• TEXT PASSAGE
++++++++++++++++++++

Eventually, the program was used regularly at over 50 installations. It turned out to be quite portable, running on IBM (7000 and 360 series), Control Data, DEC, GE, Honeywell, and Univac machines. It was not a big burden to maintain, although there were occasional peaks of activity to add new capabilities, such as aerodynamic heating and non-stationary trackers.

4.1 Some Lessons Learned

A few lessons learned were contained in a paper on ROCKET [Boehm, 1965], which contained a section of "Remarks on Development of General Computer Programs." Here they are:

"Experience with the ROCKET program suggests the following conclusions for developers of similar large general-purpose computer programs:

  1. Use a general programming language which is not tied to a particular machine;
  2. Slight gains in efficiency, purchased at the cost of logical simplicity of the program, are a poor bet in the long run;
  3. Develop the sections of the program in modular form;
  4. Thorough documentation with numerous examples saves everybody's time in the long run;
  5. An extensive field-test period for both program and documentation eliminates a lot of embarrassing situations;
  6. Anticipate the direction of extensions to the program and provide a clean, well-defined interface for tying them into the program."

++++++++++++++++++++

• LISTED ENTRIES
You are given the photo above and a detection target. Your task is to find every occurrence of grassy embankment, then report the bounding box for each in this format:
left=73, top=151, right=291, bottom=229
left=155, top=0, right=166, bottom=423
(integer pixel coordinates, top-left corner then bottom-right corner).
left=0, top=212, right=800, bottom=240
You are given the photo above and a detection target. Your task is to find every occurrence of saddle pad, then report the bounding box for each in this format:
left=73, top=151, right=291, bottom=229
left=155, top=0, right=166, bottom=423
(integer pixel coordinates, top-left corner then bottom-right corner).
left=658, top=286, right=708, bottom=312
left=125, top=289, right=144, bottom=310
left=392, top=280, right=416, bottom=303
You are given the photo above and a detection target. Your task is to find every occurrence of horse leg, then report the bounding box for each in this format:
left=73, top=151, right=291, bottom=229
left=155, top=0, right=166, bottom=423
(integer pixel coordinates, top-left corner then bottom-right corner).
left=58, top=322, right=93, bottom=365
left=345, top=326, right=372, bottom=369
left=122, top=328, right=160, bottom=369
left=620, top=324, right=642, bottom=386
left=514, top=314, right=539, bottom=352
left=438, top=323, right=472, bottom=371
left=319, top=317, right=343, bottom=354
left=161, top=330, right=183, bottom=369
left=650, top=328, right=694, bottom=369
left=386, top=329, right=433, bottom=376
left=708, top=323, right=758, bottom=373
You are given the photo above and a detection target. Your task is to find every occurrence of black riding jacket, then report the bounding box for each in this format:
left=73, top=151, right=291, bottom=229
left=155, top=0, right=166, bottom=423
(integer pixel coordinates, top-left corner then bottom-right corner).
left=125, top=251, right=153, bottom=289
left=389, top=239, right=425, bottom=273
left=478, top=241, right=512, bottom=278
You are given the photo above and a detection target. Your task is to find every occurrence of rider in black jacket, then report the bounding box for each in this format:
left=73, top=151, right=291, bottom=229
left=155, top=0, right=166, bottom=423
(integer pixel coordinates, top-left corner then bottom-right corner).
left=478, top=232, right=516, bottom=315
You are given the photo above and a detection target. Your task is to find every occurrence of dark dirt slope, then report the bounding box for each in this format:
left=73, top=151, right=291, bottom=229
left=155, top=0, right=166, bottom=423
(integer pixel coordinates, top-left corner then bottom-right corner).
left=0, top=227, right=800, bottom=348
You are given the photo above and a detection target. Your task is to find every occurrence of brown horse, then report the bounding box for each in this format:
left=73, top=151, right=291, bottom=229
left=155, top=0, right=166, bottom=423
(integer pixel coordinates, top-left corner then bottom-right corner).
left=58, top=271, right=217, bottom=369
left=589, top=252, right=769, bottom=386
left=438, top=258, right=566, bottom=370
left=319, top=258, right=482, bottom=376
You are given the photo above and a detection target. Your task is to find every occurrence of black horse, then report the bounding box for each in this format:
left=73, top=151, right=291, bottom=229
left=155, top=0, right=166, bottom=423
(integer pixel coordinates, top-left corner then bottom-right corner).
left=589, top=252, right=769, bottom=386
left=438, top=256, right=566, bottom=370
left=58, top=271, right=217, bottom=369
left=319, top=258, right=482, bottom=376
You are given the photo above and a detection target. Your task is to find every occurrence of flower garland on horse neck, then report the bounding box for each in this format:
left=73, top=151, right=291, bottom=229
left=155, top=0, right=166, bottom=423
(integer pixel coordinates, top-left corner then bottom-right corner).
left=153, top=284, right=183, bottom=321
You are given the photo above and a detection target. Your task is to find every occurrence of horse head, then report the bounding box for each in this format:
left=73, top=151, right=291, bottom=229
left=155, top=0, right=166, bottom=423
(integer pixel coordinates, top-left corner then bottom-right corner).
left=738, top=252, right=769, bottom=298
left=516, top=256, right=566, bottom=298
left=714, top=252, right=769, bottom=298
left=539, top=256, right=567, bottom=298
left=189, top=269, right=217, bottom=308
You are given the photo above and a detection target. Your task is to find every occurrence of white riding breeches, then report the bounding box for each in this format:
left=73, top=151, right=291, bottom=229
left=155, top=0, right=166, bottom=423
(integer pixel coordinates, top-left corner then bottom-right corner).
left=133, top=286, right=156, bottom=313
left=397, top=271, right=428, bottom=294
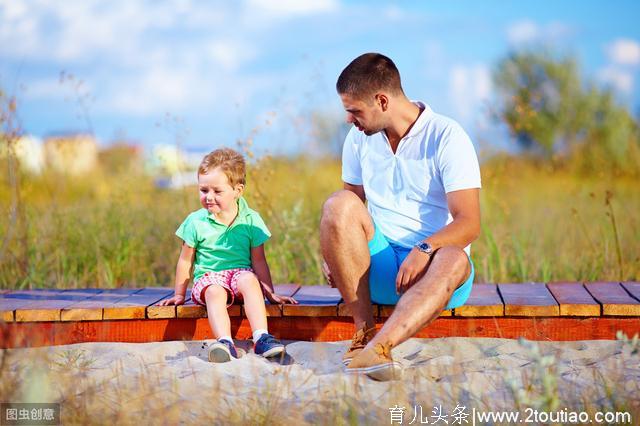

++++++++++++++++++++

• PROMPT 1
Answer these questions using the ROCKET passage:
(a) At how many installations was the program eventually used regularly?
(b) What was the title of the section in the 1965 paper on ROCKET that held the lessons learned?
(c) According to the fourth conclusion, what saves everybody's time in the long run?
• PROMPT 2
Quote the ROCKET passage from "Eventually, the program" up to and including "and non-stationary trackers.".

• EXERCISE RESULT 1
(a) Over 50 installations.
(b) "Remarks on Development of General Computer Programs."
(c) Thorough documentation with numerous examples.

• EXERCISE RESULT 2
Eventually, the program was used regularly at over 50 installations. It turned out to be quite portable, running on IBM (7000 and 360 series), Control Data, DEC, GE, Honeywell, and Univac machines. It was not a big burden to maintain, although there were occasional peaks of activity to add new capabilities, such as aerodynamic heating and non-stationary trackers.